*Written exercise*:
Copy the lines below word for word, from the start of the records through the line that contains "<point>308,166</point>", including that line. Leave the pictures out of your copy.
━━ Material provided ━━
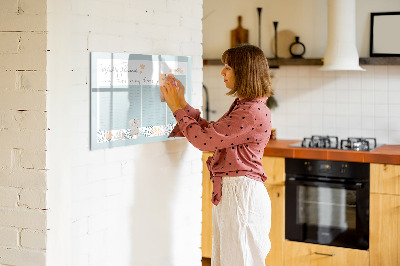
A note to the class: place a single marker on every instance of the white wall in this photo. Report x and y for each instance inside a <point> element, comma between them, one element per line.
<point>311,102</point>
<point>135,205</point>
<point>23,133</point>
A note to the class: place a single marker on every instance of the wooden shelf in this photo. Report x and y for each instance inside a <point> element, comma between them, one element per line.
<point>274,63</point>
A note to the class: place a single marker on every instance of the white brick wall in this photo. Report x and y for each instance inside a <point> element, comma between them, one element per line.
<point>135,205</point>
<point>23,132</point>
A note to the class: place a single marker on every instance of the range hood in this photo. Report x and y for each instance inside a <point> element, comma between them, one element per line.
<point>341,51</point>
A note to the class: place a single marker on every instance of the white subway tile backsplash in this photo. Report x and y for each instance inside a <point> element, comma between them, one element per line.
<point>394,137</point>
<point>381,97</point>
<point>394,123</point>
<point>367,96</point>
<point>382,136</point>
<point>381,110</point>
<point>367,110</point>
<point>368,123</point>
<point>381,84</point>
<point>355,109</point>
<point>394,110</point>
<point>380,71</point>
<point>346,103</point>
<point>394,97</point>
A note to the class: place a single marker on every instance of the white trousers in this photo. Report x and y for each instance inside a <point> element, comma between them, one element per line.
<point>241,223</point>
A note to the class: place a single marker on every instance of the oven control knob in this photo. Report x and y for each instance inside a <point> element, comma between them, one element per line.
<point>343,168</point>
<point>308,166</point>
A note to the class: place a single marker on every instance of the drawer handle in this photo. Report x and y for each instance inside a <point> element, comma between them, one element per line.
<point>324,254</point>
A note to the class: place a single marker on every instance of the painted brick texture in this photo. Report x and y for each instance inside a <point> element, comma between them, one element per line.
<point>135,205</point>
<point>23,218</point>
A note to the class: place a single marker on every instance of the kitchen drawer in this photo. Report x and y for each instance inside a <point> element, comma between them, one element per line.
<point>304,254</point>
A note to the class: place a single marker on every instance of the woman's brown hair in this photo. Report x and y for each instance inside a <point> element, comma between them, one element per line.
<point>250,66</point>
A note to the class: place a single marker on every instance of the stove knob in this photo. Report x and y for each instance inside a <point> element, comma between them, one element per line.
<point>343,168</point>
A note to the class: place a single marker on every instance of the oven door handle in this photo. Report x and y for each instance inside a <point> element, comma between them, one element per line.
<point>351,185</point>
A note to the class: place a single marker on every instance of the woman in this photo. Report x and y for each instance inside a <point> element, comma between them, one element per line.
<point>242,211</point>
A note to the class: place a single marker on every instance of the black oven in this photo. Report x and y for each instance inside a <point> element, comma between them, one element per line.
<point>327,202</point>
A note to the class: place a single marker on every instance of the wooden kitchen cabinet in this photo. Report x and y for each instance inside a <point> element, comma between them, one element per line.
<point>385,178</point>
<point>305,254</point>
<point>385,215</point>
<point>274,168</point>
<point>277,233</point>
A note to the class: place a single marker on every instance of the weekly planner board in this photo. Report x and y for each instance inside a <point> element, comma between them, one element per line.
<point>127,105</point>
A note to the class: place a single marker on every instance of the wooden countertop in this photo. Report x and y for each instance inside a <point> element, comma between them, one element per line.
<point>389,154</point>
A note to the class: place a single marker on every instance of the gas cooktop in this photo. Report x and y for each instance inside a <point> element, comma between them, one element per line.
<point>332,142</point>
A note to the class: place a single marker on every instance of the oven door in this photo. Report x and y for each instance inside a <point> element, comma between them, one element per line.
<point>327,213</point>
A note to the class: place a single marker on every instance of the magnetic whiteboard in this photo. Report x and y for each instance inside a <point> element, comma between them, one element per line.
<point>127,106</point>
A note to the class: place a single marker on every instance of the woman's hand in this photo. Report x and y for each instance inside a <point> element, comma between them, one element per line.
<point>181,90</point>
<point>173,90</point>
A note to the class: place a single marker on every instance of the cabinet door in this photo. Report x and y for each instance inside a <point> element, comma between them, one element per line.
<point>277,233</point>
<point>206,226</point>
<point>274,168</point>
<point>385,178</point>
<point>384,230</point>
<point>304,254</point>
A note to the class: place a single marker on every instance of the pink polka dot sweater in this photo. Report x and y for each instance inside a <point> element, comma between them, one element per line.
<point>238,139</point>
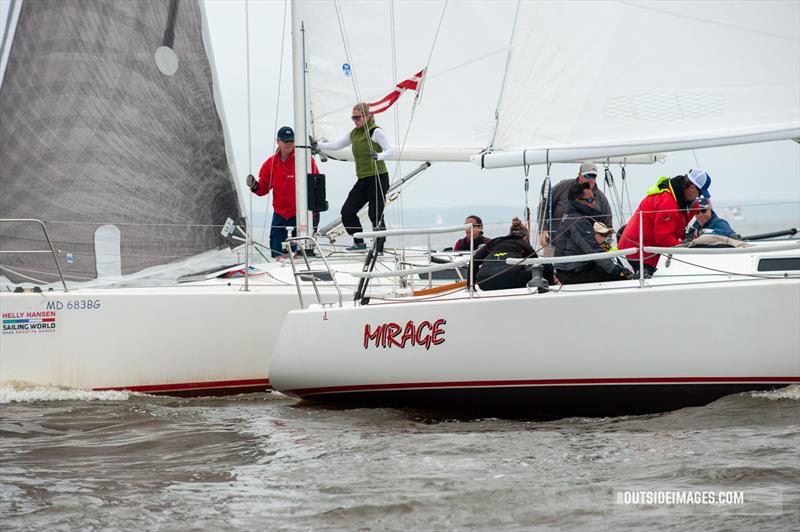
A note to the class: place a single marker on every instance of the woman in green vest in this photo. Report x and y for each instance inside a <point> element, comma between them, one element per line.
<point>371,147</point>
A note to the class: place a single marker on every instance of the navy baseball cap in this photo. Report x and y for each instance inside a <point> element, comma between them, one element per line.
<point>286,134</point>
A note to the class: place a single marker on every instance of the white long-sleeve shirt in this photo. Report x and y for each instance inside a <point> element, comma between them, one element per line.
<point>377,136</point>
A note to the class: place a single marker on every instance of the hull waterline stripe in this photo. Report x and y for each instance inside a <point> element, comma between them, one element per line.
<point>540,382</point>
<point>190,386</point>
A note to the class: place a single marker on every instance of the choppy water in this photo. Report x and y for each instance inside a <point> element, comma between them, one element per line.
<point>127,461</point>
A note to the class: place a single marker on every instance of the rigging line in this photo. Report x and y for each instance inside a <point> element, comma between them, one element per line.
<point>425,76</point>
<point>505,77</point>
<point>248,227</point>
<point>5,42</point>
<point>400,217</point>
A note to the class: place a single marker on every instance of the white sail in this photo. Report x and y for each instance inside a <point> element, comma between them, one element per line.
<point>586,74</point>
<point>640,76</point>
<point>456,112</point>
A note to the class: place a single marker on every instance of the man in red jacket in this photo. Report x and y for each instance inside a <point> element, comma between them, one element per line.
<point>277,174</point>
<point>665,212</point>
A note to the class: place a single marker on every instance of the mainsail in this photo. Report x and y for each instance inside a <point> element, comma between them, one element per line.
<point>93,134</point>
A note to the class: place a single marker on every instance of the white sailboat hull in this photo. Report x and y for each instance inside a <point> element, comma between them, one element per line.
<point>201,340</point>
<point>587,350</point>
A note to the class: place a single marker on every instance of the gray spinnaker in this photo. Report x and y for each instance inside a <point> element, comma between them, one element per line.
<point>92,133</point>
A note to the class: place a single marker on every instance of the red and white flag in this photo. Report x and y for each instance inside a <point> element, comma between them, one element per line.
<point>414,83</point>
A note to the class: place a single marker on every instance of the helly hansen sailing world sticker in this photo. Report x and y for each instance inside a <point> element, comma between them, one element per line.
<point>29,322</point>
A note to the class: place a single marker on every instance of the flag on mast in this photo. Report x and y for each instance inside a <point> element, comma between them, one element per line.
<point>414,83</point>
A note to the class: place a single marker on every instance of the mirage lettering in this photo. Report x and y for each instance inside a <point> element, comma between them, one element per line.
<point>387,335</point>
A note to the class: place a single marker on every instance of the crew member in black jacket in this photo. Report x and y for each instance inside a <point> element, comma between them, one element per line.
<point>492,271</point>
<point>576,236</point>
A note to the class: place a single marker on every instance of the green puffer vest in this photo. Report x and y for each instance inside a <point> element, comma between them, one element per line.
<point>365,166</point>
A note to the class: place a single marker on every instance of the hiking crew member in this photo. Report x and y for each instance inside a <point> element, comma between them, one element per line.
<point>371,147</point>
<point>576,236</point>
<point>277,174</point>
<point>558,194</point>
<point>666,211</point>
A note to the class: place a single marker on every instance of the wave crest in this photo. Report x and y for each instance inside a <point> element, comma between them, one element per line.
<point>24,392</point>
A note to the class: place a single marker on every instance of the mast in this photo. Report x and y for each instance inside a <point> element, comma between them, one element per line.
<point>301,156</point>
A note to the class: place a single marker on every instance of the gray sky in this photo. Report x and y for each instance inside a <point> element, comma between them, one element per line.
<point>760,173</point>
<point>751,174</point>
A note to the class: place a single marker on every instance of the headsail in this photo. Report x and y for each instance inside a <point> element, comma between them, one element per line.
<point>92,133</point>
<point>462,85</point>
<point>644,76</point>
<point>640,76</point>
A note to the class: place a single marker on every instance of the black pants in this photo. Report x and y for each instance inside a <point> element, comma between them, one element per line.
<point>370,190</point>
<point>591,274</point>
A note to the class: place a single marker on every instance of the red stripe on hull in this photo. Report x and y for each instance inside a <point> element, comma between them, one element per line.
<point>199,388</point>
<point>540,382</point>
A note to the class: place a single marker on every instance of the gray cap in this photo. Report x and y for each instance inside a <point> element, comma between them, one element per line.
<point>588,168</point>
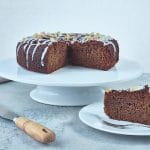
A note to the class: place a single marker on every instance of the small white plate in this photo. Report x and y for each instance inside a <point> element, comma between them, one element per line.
<point>92,116</point>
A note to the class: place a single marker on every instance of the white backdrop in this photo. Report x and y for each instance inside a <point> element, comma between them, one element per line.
<point>126,20</point>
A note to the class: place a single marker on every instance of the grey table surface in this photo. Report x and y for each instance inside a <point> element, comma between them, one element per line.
<point>71,133</point>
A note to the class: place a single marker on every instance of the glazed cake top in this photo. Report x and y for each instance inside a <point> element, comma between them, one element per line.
<point>48,39</point>
<point>71,37</point>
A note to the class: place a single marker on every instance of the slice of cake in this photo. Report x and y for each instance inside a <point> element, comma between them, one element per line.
<point>129,105</point>
<point>47,52</point>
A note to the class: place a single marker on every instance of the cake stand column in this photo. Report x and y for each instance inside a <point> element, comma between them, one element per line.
<point>67,96</point>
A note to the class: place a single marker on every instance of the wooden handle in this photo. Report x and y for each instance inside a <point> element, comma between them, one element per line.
<point>35,130</point>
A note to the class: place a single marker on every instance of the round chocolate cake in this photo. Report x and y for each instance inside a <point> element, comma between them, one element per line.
<point>47,52</point>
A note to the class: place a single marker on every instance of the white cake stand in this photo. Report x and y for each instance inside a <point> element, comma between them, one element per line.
<point>70,86</point>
━━━
*Answer to the problem*:
A note to the class: place a single marker on every instance of the white wall in this photo. Report x and y for each instance inside a <point> element, comma between them, one element per line.
<point>311,102</point>
<point>135,205</point>
<point>23,133</point>
A note to the class: place a single marker on every instance of the wooden shelf in this photo. Report x and y for each instance inside a <point> element, comma between them, one element per line.
<point>274,63</point>
A note to the class: place a single marker on every instance of the white brick wall in this photo. Report x and y for each instance inside a <point> element, comma between them, one element per line.
<point>135,205</point>
<point>23,132</point>
A note to the class: place a single marker on every instance of the range hood in this photo. Report x and y for each instance inside a <point> element, comma between them, one element per line.
<point>341,51</point>
A note to the class: place a single marker on every instance of the white subway tile backsplash in this photo. Report x and y for each instance inside a <point> element, comma between them, one element per line.
<point>394,137</point>
<point>381,97</point>
<point>394,123</point>
<point>367,96</point>
<point>382,136</point>
<point>381,110</point>
<point>367,110</point>
<point>368,123</point>
<point>381,84</point>
<point>355,109</point>
<point>394,110</point>
<point>380,71</point>
<point>346,103</point>
<point>394,97</point>
A note to the class: place a single marker on every instance of the white trousers in this photo. Report x and y for each instance inside a <point> element, comma between them, one element per line.
<point>241,223</point>
A note to the class: place a single marker on every instance of the oven control knob in this photo. Report x and y for each instance inside a <point> element, comma between them, one element per line.
<point>343,168</point>
<point>308,166</point>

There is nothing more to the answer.